## BEGIN
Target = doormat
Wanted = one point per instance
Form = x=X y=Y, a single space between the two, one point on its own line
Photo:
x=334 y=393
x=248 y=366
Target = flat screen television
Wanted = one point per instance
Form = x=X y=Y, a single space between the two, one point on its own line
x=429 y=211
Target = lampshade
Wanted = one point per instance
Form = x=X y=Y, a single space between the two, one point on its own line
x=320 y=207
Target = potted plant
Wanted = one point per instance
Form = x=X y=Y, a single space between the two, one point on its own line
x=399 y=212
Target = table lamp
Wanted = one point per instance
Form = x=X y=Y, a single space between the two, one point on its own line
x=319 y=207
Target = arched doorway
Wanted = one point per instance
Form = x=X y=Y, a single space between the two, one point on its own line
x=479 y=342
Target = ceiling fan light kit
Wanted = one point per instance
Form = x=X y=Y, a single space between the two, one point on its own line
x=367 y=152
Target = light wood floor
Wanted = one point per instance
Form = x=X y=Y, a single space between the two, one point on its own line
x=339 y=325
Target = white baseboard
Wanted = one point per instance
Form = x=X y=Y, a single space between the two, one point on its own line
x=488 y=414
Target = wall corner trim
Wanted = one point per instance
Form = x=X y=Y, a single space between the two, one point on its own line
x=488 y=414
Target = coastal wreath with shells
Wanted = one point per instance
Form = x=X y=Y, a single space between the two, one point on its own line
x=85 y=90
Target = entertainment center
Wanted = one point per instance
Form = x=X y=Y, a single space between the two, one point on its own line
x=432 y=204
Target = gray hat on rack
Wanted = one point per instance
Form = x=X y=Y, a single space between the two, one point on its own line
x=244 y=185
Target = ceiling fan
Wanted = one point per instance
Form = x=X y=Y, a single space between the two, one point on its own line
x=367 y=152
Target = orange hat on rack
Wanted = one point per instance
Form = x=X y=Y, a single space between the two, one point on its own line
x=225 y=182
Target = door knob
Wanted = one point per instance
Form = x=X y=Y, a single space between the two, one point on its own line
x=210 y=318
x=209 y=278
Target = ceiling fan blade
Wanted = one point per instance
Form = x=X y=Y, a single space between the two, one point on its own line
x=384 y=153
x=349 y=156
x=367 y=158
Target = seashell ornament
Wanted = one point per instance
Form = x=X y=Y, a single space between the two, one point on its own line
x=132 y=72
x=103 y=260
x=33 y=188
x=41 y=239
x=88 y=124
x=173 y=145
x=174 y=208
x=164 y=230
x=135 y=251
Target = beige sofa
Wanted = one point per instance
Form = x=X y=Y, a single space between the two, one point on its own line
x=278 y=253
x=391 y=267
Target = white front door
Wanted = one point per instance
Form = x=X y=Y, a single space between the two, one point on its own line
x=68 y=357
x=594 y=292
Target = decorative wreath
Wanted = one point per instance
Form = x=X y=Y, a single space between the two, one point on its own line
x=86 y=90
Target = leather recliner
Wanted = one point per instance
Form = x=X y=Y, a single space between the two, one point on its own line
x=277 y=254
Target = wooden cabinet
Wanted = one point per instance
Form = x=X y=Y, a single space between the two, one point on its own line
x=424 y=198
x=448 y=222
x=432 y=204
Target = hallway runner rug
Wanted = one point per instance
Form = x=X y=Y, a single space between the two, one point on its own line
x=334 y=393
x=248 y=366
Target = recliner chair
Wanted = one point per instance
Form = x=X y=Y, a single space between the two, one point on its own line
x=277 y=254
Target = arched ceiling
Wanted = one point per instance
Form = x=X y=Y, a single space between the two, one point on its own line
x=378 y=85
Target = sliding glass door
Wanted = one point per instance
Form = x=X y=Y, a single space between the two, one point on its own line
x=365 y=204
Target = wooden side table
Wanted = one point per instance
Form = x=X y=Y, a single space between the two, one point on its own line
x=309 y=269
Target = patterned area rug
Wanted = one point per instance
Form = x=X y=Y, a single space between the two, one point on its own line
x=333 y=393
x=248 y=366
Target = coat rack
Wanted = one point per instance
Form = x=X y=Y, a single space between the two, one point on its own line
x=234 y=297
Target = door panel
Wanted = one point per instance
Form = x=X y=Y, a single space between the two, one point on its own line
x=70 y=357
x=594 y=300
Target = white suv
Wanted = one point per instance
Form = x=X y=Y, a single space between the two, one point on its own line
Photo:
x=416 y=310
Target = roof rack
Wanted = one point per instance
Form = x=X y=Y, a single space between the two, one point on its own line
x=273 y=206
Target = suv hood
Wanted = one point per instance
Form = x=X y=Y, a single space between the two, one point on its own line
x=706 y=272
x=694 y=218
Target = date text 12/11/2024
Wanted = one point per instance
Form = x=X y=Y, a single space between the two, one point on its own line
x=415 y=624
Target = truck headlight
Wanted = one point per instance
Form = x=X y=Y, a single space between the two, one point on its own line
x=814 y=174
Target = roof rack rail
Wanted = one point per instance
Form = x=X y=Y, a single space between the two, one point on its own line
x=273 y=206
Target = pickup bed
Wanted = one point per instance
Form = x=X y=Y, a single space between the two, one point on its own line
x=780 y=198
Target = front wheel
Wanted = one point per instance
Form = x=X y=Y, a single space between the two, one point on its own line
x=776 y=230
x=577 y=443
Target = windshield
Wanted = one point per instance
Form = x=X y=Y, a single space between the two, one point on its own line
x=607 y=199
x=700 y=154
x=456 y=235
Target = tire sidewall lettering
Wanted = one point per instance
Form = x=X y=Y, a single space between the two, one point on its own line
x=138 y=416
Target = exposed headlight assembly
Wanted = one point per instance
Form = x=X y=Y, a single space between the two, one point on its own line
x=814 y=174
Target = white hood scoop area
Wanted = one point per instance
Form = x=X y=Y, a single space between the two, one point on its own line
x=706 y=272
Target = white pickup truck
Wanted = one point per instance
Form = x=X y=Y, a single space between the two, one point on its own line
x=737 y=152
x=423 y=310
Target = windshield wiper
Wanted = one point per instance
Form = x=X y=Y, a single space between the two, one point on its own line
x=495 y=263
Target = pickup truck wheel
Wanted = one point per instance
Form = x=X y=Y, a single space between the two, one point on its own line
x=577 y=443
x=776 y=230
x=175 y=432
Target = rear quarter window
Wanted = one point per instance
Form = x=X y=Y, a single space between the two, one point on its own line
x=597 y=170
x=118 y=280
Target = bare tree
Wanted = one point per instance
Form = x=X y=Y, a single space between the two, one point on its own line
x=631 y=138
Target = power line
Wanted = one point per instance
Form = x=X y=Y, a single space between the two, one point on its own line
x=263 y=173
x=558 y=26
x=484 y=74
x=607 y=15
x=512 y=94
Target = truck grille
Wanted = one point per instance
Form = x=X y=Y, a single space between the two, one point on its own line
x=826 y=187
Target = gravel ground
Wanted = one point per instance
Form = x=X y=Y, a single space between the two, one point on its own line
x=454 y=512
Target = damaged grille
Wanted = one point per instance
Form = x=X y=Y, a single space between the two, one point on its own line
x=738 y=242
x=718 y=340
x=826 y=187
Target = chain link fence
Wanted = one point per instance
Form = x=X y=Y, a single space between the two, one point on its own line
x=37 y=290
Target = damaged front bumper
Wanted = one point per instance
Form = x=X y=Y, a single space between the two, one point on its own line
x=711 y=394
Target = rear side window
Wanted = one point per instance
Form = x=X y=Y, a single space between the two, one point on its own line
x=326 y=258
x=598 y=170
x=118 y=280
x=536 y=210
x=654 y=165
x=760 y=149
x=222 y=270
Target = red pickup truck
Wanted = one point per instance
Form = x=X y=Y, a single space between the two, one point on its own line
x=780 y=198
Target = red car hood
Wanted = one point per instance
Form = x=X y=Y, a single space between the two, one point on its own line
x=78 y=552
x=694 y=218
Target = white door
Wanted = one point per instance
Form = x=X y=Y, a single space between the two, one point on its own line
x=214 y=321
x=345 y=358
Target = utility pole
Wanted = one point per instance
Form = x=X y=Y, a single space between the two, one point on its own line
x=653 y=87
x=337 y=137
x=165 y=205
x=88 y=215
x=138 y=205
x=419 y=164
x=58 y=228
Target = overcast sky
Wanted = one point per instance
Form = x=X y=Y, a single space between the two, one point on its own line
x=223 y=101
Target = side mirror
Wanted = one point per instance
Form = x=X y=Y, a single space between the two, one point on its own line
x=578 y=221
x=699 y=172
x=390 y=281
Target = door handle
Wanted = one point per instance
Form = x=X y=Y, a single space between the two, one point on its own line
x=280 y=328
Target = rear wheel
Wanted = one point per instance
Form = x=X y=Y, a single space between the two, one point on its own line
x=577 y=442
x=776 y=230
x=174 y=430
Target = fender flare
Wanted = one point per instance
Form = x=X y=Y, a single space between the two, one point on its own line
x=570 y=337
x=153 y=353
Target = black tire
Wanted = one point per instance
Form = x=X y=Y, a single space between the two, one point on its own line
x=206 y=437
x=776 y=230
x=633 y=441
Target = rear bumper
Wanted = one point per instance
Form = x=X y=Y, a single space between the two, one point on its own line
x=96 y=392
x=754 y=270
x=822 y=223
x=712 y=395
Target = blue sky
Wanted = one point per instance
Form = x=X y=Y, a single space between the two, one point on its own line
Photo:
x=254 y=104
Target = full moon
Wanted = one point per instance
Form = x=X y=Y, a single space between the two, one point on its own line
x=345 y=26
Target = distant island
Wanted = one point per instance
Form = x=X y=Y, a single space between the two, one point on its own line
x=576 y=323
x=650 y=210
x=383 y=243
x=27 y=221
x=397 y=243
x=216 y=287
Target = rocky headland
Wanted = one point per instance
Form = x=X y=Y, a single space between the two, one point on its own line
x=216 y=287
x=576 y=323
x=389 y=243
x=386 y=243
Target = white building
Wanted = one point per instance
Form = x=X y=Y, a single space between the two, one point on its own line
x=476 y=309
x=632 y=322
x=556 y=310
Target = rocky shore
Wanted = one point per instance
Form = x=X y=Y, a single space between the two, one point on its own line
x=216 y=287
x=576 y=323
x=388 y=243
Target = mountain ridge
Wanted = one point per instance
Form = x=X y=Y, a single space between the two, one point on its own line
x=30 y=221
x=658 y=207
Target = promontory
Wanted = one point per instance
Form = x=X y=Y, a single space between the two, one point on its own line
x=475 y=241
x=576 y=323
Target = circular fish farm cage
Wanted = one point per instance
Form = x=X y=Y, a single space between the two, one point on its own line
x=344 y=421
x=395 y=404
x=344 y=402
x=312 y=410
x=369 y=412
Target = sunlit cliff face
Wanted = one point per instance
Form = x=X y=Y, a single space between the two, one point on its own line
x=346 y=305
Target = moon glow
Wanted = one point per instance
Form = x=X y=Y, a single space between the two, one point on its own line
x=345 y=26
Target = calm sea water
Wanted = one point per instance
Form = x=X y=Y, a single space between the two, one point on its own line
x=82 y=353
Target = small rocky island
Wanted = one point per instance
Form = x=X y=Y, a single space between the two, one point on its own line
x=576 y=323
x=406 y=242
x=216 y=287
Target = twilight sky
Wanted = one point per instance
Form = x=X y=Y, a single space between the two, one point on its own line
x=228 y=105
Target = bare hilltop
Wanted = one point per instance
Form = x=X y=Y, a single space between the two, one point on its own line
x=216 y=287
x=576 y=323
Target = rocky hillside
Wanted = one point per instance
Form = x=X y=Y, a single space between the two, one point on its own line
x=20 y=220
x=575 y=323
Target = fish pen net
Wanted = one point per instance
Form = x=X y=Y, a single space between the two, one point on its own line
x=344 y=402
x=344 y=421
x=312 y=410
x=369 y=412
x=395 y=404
## END
Task objective: Rewrite the rows starting at the line that contains "Target = door panel" and ending at the line that contains "x=416 y=310", changing "white suv" to "silver suv" and leaving everything else as it is.

The result:
Target = door panel
Wanted = one point per instance
Form = x=X y=Y, a single space between the two, one point on its own line
x=70 y=357
x=594 y=300
Target = silver suv
Wanted = one point per instance
Form = x=X y=Y, a single space between the two, one point on its own line
Photo:
x=416 y=310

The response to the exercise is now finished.